What you have to do
Return the entries in full, exactly as they were written.

--- Information given Enclosed Below ---

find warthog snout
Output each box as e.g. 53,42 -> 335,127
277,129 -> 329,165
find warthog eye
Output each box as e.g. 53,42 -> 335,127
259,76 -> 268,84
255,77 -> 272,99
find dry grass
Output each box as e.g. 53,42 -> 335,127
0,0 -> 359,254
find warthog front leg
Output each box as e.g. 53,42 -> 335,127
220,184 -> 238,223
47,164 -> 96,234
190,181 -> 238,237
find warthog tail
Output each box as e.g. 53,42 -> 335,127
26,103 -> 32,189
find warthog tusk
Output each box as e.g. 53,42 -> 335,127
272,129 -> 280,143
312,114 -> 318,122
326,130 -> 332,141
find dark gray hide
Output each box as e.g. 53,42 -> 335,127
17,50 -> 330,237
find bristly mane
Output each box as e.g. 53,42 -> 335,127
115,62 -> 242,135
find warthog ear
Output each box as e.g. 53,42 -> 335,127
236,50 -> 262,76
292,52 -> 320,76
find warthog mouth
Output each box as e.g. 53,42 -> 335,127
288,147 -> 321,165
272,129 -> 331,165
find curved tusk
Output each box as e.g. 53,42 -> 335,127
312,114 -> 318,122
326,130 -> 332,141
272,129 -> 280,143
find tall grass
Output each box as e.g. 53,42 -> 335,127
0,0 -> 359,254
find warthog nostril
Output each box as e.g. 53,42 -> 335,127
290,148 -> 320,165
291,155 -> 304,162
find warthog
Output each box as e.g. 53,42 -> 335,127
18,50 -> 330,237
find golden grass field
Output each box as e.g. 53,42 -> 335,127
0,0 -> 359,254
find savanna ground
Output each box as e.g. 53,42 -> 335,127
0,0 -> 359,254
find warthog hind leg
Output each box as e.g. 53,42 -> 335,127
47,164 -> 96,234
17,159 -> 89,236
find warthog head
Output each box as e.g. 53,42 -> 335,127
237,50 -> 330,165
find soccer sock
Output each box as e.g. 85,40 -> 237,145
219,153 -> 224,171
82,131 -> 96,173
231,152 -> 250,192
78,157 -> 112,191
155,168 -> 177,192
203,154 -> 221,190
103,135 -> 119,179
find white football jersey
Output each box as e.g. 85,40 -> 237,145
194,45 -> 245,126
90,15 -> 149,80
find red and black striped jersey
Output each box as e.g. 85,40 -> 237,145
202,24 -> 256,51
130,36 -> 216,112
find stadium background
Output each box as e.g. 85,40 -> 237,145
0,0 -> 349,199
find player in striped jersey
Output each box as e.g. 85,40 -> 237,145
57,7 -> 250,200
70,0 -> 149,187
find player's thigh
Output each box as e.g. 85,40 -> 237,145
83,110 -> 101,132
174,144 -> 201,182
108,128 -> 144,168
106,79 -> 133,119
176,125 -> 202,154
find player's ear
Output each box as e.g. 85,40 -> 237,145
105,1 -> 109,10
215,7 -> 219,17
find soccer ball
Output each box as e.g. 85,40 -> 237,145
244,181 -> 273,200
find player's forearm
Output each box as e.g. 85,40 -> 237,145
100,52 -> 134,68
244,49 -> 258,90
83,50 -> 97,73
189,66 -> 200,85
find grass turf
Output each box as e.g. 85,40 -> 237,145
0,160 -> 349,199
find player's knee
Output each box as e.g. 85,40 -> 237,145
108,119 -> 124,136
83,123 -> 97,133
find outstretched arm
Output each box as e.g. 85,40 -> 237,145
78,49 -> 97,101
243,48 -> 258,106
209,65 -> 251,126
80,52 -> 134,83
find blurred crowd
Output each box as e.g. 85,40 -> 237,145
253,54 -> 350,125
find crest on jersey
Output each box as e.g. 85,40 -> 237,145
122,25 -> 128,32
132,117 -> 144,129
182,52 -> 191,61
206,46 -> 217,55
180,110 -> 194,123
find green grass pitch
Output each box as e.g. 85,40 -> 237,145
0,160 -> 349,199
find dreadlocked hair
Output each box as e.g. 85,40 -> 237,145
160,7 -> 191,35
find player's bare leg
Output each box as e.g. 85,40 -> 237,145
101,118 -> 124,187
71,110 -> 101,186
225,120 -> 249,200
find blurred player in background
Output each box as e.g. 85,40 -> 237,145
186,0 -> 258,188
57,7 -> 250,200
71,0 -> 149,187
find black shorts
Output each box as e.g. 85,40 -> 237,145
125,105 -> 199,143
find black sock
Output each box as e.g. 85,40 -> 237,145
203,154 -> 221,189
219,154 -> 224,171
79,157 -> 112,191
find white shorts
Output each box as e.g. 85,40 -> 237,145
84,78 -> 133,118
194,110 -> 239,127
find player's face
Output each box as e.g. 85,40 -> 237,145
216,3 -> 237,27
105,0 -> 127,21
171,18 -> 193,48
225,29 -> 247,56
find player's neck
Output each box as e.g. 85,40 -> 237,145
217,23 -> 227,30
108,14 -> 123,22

--- End of Enclosed Information given ---

Result of this task
find warthog snout
Output each box as e.g. 53,42 -> 335,127
277,129 -> 329,165
find warthog eye
Output each box as e.g. 53,42 -> 335,127
259,76 -> 268,84
255,77 -> 272,99
find dry grass
Output each box as e.g. 53,42 -> 335,127
0,0 -> 359,254
find warthog front leg
Output each box as e.g. 53,42 -> 335,127
220,184 -> 238,223
47,164 -> 96,234
190,181 -> 238,237
find warthog tail
Output each box as e.g. 53,42 -> 335,127
26,103 -> 32,189
find warthog tusk
Output each box as e.g. 53,42 -> 335,127
272,129 -> 280,143
312,114 -> 318,122
326,130 -> 332,141
find dark gray hide
Output each box as e.g. 53,42 -> 335,127
17,50 -> 330,237
find bristly mane
Output each box as e.g. 53,42 -> 335,127
115,62 -> 242,135
find warthog ear
Output each box as e.g. 53,42 -> 335,127
236,50 -> 262,76
292,52 -> 320,76
find warthog mouth
Output each box as e.g. 53,42 -> 335,127
288,147 -> 321,165
272,129 -> 331,165
find curved tusk
Output each box as e.g. 53,42 -> 335,127
312,114 -> 318,122
326,130 -> 332,141
272,129 -> 280,143
find tall grass
Output each box as e.g. 53,42 -> 335,127
0,0 -> 359,254
find warthog nostril
Output each box as e.g. 53,42 -> 335,127
290,148 -> 320,165
291,155 -> 304,162
find warthog
Output each box as e.g. 53,42 -> 335,127
18,50 -> 330,237
find golden grass field
Output each box as e.g. 53,42 -> 335,127
0,0 -> 359,254
find savanna ground
Output each box as e.g. 53,42 -> 335,127
0,0 -> 359,254
find warthog hind leg
Output each box as e.g. 53,42 -> 335,127
47,164 -> 96,234
17,159 -> 89,236
find warthog head
Output each box as e.g. 53,42 -> 335,127
237,50 -> 330,165
find soccer sock
Output each box as e.g. 85,40 -> 237,145
219,153 -> 224,171
82,131 -> 96,173
231,152 -> 250,192
78,157 -> 112,191
155,168 -> 177,192
203,154 -> 221,190
103,135 -> 119,179
find white football jersey
Output each box as e.g. 85,40 -> 237,145
194,45 -> 245,126
90,15 -> 149,80
find red and black striped jersey
Output each box as e.g. 85,40 -> 237,145
202,24 -> 256,51
130,36 -> 216,112
find stadium background
Output each box as e.g. 85,40 -> 237,145
0,0 -> 349,199
find player in striped jersey
Output each box as e.g. 85,40 -> 237,145
57,7 -> 250,200
70,0 -> 149,187
find player's thigh
Output each box as e.g. 85,40 -> 237,145
83,110 -> 101,132
174,144 -> 201,182
108,128 -> 144,168
106,79 -> 133,119
176,125 -> 202,154
find player's ear
Output each box as e.g. 85,40 -> 237,145
105,1 -> 109,10
215,7 -> 219,17
find soccer ball
Output each box as e.g. 85,40 -> 237,145
244,181 -> 273,200
find player's forearm
Output each box as e.g. 85,40 -> 237,145
100,52 -> 134,68
244,49 -> 258,90
83,50 -> 97,73
189,66 -> 200,85
find grass turf
Output each box as e.g. 85,40 -> 237,145
0,160 -> 349,199
find player's knee
Output each box as e.g. 85,40 -> 237,145
108,119 -> 124,136
83,123 -> 97,133
find outstretched arm
Output each box as e.g. 85,40 -> 237,145
78,49 -> 97,101
243,48 -> 258,106
209,65 -> 251,126
80,52 -> 134,83
find blurred crowd
Output each box as e.g. 85,40 -> 237,145
253,54 -> 350,125
find crest on jersey
Output each box as e.g. 85,40 -> 237,145
122,25 -> 128,32
132,117 -> 144,129
182,52 -> 191,61
206,46 -> 217,55
180,110 -> 194,123
find green grass pitch
Output each box as e.g. 85,40 -> 237,145
0,160 -> 349,199
find dreadlocked hair
Output each box as e.g. 85,40 -> 237,145
160,7 -> 191,35
find player's bare leg
Output each box as e.g. 85,40 -> 237,145
101,118 -> 124,187
71,110 -> 101,186
225,120 -> 249,200
find blurred player in background
Output each box as e.g. 85,40 -> 237,145
186,0 -> 258,188
57,7 -> 250,200
71,0 -> 149,187
find black shorts
Output each box as e.g. 85,40 -> 237,145
125,105 -> 199,143
find black sock
Output each box as e.g. 85,40 -> 237,145
203,154 -> 221,189
219,154 -> 224,171
79,157 -> 112,191
find white shorts
Output each box as e.g. 85,40 -> 237,145
84,78 -> 133,118
194,110 -> 239,127
find player's face
Output each box as e.g. 85,40 -> 237,145
216,3 -> 237,27
105,0 -> 127,21
171,18 -> 193,48
225,29 -> 247,56
find player's neck
Output each box as e.g. 85,40 -> 237,145
217,23 -> 227,30
108,14 -> 123,22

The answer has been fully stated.